● **TASK OBJECTIVE**
Pick up the passage on keloid treatment after its last sentence and carry it forward.

Various forms of radiotherapy have been attempted as a mono-therapy for keloids, but remain quite controversial because of anecdotal reports of carcinogenesis after treatment. Laser therapy using argon, CO2, and pulse dye have been repeatedly attempted during the last 40 years, but none of them have proven to be efficacious. All three forms of laser therapy, according to multiple studies, have recurrence rates of upwards of 90%, showing little to no benefit. Cryotherapy has been used as a mono-therapy. However, side effects associated with this approach include pain at the therapeutic site and hypo- or hyper-pigmentation. Intra-lesional triamcinolone acetone injections, a type of corticosteroid, is frequently used as first-line therapy for the treatment of keloids, but again, actual reported clinical efficacy varies widely. In addition, the need for multiple injections, along with the side effects of injection pain, skin atrophy, telangiectasias, and altered pigmentation have caused clinicians and researchers to continue seeking other means of treatment.
Consequently, there remains a long felt need for additional methods and agents to effectively prevent the formation of keloids, hypertrophic scars, and other types of fibrotic lesions as well as to treat keloids, hypertrophic scars and fibrotic lesion so as to eliminate or reduce them and/or to prevent their reoccurrence. The clinical results described herein clearly demonstrate for the first time the ability of an antisense oligonucleotide targeting CTGF to reduce the growth and severity of keloids post surgery.

● **SUPPLIED RECORDS**
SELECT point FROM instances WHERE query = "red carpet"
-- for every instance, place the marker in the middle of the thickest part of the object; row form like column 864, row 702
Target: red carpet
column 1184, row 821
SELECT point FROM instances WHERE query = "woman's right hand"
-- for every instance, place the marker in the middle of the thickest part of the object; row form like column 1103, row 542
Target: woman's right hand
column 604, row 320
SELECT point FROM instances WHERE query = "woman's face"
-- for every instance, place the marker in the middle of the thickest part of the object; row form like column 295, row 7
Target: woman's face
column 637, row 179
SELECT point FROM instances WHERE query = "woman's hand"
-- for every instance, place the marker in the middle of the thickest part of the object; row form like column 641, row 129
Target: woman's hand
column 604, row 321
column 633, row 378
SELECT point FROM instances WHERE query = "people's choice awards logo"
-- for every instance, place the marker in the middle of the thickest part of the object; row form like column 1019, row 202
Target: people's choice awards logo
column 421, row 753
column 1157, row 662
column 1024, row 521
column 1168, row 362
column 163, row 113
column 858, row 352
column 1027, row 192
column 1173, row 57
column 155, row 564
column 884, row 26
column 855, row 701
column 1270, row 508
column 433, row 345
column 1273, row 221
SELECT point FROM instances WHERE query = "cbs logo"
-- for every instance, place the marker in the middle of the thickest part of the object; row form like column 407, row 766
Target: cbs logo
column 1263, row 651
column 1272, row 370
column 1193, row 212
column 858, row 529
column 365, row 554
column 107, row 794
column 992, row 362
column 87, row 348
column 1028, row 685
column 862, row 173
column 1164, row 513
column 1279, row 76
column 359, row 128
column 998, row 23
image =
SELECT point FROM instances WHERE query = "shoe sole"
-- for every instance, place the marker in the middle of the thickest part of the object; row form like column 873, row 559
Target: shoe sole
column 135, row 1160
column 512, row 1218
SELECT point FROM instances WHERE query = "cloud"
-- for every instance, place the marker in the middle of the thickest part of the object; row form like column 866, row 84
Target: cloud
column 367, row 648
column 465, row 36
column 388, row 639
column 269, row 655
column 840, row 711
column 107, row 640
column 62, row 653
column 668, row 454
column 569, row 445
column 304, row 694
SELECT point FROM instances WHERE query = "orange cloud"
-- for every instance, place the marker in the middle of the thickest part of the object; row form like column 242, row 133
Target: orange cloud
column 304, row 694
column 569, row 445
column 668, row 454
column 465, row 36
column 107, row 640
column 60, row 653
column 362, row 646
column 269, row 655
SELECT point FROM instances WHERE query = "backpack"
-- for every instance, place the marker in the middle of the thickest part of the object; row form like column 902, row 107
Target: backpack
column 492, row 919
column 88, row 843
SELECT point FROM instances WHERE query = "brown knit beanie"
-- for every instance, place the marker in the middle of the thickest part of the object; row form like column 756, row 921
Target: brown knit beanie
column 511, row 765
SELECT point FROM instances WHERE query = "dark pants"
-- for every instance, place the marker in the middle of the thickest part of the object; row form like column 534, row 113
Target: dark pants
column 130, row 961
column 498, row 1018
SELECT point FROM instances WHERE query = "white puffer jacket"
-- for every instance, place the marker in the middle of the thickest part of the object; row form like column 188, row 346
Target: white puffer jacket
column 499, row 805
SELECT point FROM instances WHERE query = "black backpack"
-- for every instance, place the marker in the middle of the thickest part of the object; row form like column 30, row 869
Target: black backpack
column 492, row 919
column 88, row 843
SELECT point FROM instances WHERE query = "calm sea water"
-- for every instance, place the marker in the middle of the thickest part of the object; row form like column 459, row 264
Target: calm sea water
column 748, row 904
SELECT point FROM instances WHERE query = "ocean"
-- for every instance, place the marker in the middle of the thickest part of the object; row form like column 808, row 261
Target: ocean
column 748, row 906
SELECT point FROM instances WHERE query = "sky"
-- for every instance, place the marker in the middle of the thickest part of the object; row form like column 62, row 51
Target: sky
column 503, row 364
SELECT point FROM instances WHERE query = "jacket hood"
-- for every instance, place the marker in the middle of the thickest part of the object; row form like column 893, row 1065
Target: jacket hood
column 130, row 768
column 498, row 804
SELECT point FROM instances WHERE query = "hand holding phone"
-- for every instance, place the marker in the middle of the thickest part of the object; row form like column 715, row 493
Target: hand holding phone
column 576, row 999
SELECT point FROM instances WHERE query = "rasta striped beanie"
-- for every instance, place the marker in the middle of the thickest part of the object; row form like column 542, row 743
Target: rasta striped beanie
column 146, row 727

● **REPLY TO THE EXERCISE**
Antisense Dosing into Skin
It has also been demonstrated for the first time that antisense oligonucleotides do not diffuse laterally very far after dosing into skin (see Example 2) which could lead to irregular effects of this class of drug on a linear incision/healing scar or keloid if dosing was conducted as a single bolus type of administration, resulting in variable concentrations of antisense along the length of the developing scar. To overcome this drawback, a method for delivering antisense oligonucleotides by an intradermal threading technique has been developed. This technique effectively delivers a constant amount of antisense drug along the full length of the scar, and results in effective and consistent scar reduction along the full length of the scar or keloid.
Intradermal threading consists of introducing a needle into the dermis at an angle as parallel to the skin as possible, and threading the needle into and along the dermis for a distance of typically between 1 and 5 cm. At this point, the needle is withdrawn and drug injected into the dermis along the full length of the needle tract as the needle is withdrawn, resulting in an equal amount and volume of drug being deposited along the full length of the needle tract.